<<<<
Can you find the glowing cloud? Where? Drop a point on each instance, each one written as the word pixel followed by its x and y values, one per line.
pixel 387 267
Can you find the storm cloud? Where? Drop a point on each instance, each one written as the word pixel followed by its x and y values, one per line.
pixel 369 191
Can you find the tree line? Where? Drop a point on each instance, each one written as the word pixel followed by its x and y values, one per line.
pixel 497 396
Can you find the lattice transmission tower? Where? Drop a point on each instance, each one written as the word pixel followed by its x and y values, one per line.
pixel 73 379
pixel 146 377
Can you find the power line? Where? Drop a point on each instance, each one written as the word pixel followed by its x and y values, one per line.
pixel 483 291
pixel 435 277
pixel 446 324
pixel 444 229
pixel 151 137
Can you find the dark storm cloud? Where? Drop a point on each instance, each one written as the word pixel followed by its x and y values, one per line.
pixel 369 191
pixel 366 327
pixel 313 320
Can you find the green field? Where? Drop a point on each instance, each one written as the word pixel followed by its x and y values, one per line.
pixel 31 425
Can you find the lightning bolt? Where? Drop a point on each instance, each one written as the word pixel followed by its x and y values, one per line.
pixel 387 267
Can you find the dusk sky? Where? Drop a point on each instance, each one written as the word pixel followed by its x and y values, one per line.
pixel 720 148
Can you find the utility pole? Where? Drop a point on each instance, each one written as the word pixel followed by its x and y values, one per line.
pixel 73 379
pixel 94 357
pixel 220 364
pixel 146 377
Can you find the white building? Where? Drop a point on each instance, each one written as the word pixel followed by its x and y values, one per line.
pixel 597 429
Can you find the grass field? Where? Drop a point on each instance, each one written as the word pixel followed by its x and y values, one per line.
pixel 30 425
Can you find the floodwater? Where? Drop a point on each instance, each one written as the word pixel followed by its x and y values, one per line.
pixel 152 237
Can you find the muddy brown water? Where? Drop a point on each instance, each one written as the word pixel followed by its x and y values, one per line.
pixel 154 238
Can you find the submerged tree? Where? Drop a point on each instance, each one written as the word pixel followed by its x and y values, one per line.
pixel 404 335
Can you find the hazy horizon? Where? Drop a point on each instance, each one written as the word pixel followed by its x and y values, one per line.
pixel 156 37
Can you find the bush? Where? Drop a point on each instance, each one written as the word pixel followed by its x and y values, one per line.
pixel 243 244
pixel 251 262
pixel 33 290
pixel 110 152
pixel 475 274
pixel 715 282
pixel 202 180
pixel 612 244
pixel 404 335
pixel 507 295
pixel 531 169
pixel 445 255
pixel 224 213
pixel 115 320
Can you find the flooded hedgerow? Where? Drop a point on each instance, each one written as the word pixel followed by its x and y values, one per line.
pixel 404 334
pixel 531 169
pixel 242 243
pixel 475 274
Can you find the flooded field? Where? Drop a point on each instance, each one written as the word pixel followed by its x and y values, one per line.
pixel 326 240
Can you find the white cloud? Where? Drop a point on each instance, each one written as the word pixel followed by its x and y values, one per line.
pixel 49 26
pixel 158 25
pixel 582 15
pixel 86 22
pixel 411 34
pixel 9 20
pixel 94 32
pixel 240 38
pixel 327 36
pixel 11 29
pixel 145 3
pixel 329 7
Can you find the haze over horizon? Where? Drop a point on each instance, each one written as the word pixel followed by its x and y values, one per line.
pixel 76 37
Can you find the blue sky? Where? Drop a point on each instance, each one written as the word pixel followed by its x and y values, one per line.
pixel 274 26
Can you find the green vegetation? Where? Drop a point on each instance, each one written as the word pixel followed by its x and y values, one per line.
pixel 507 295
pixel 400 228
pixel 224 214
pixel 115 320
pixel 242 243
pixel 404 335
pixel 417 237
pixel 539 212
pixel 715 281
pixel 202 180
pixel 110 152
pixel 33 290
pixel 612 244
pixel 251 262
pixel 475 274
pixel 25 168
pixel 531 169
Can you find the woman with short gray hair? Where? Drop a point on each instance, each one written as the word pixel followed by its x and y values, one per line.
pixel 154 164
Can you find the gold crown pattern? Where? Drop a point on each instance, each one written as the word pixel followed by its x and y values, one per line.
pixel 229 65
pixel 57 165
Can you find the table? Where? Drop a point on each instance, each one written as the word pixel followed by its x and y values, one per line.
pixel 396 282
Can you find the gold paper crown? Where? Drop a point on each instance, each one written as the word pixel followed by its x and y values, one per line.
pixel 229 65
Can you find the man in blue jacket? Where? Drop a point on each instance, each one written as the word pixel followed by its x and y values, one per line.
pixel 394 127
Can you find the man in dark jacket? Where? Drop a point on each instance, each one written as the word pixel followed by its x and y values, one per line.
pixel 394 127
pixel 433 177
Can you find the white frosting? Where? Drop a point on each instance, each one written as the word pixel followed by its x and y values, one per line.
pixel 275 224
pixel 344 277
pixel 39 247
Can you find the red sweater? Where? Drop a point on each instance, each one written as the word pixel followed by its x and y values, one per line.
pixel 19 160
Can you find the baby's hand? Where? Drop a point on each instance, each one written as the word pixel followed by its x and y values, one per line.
>>>>
→ **WHAT TO PRODUCE**: Rewrite all the rows above, changing "Drop a point" to "Place a marker" and leaving everything else the same.

→ **WRITTEN ANSWER**:
Can you find the glowing cloud? Where? Place a marker on each instance, each one written as the word pixel followed by its x and y values, one per line.
pixel 387 267
Can you find the storm cloud? Where? Place a marker on each instance, each one written as the word pixel followed by its x and y values, one per line.
pixel 369 191
Can you find the tree line? Where? Place a marker on each instance, each one written as the word pixel followed by its x and y values, one per line.
pixel 497 396
Can you find the lattice transmission tower? Where? Place a marker on each instance, each one written as the word pixel followed by its x and y values, one per line.
pixel 73 379
pixel 146 377
Can you find the power line? Where? Place a marker on each instance, each one written as the word pixel followed by its x and y values, one per line.
pixel 483 291
pixel 435 277
pixel 446 324
pixel 444 229
pixel 151 137
Can you find the dark storm cloud? Where? Place a marker on each instance, each one written as the word pixel followed by its x and y values, one per line.
pixel 369 191
pixel 366 327
pixel 313 320
Can you find the green field? Where? Place a marker on each instance, each one written as the word pixel followed by its x and y values, one per line.
pixel 31 425
Can you find the lightning bolt? Where? Place a marker on each instance, each one written as the word pixel followed by its x and y values, one per line.
pixel 387 267
Can you find the dusk sky? Where? Place a marker on each instance, each one written as the word pixel followed by its x and y values, one per line.
pixel 720 148
Can you find the utility pole? Where? Place a marker on each instance, each one written as the word pixel followed by its x and y values, one per line.
pixel 73 379
pixel 94 357
pixel 220 364
pixel 146 377
Can you find the white building? Where? Place a marker on each instance, each one written as the word pixel followed by its x and y values, one per line.
pixel 597 429
Can you find the grass field? Where? Place a marker on each instance, each one written as the word pixel followed by its x and y values, one per line.
pixel 30 425
Can you find the floodwater? Where? Place a marker on each instance, each one written as the word pixel followed by its x and y values, one per line.
pixel 152 237
Can you find the muddy brown water? Where? Place a marker on each instance, each one written as the word pixel followed by its x and y values, one per line.
pixel 154 238
Can you find the submerged tree? Where? Place a marker on each instance, each one written as the word pixel followed by its x and y values, one per line.
pixel 404 335
Can you find the hazy horizon? Where? Place a marker on each instance, each one written as the word pixel followed by its x and y values, one per line.
pixel 156 37
Can you find the bush? Where? Place a marker on each instance, each one written as the word pixel followed by its x and y values, one per line.
pixel 243 244
pixel 251 262
pixel 33 290
pixel 110 152
pixel 475 274
pixel 715 282
pixel 202 180
pixel 612 244
pixel 404 335
pixel 507 295
pixel 531 169
pixel 445 255
pixel 224 213
pixel 115 320
Can you find the flooded hedgerow? Where? Place a marker on each instance, each one written as the word pixel followed by its x and y values, one per line.
pixel 404 334
pixel 531 169
pixel 242 243
pixel 475 274
Can you find the flooded field? Where? Place a marker on each instance, each one written as the word pixel followed by its x and y values, one per line.
pixel 326 240
Can you find the white cloud? Where? Place a marker on each instance, each one written as the word pixel followed by its x and y values, one per line.
pixel 49 26
pixel 158 25
pixel 582 15
pixel 86 22
pixel 411 34
pixel 9 20
pixel 94 32
pixel 240 38
pixel 327 36
pixel 11 29
pixel 145 3
pixel 329 7
Can you find the haze over horizon? Where? Place a marker on each instance, each one written as the word pixel followed by its x and y values, one per line.
pixel 76 37
Can you find the blue sky? Where? Place a marker on each instance, each one written as the word pixel followed by its x and y values, one per line.
pixel 274 26
Can you find the green vegetation? Where? Place a marker on each instance, each one written as the word pixel followed by its x and y values, one per line.
pixel 507 295
pixel 400 228
pixel 224 214
pixel 115 320
pixel 242 243
pixel 404 335
pixel 417 237
pixel 539 212
pixel 715 281
pixel 202 180
pixel 110 152
pixel 33 290
pixel 612 244
pixel 251 262
pixel 475 274
pixel 25 168
pixel 531 169
Can you find the woman with short gray hair? Where? Place a marker on each instance, each one written as the word pixel followed by its x and y values, one per line.
pixel 154 164
Can you find the gold crown pattern? Where? Place a marker on each instance, each one written as the word pixel followed by its x and y values, one per line.
pixel 229 65
pixel 57 165
Can you find the table? Where? Place a marker on each instance, each one written as the word pixel followed by its x and y values, one per line.
pixel 396 282
Can you find the gold paper crown? Where? Place a marker on each instance, each one written as the word pixel followed by its x and y values, one per line.
pixel 229 65
Can you find the man in blue jacket? Where? Place a marker on each instance, each one written as the word pixel followed by its x and y values, one per line.
pixel 394 127
Can you find the man in dark jacket? Where? Place a marker on each instance, each one written as the word pixel followed by its x and y values, one per line.
pixel 394 127
pixel 433 177
Can you find the white frosting? Where? Place a marker on each instance, each one written as the word pixel followed by its x and y values, one per line.
pixel 275 224
pixel 344 277
pixel 39 247
Can you find the red sweater? Where? Place a marker on each instance, each one written as the word pixel followed by its x and y values, one per line.
pixel 19 160
Can you find the baby's hand? Where? Place a marker on each instance, each one written as the word pixel followed by its x and y values, one per line.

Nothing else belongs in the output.